§ **Provided records**:
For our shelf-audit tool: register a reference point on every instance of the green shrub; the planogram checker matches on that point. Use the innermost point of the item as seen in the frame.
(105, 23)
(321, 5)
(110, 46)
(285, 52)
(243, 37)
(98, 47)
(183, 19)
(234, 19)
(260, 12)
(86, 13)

§ **Exercise instructions**:
Can you give the rows above again with "green shrub" changed to "green bush" and nothing else altered?

§ **Solution below**:
For our shelf-audit tool: register a reference point on every instance of the green bush; the planogram checker matches on that point. Use the innermost point of the item as seen in the frame.
(105, 23)
(321, 5)
(110, 46)
(285, 52)
(243, 37)
(98, 47)
(183, 19)
(234, 19)
(260, 12)
(86, 13)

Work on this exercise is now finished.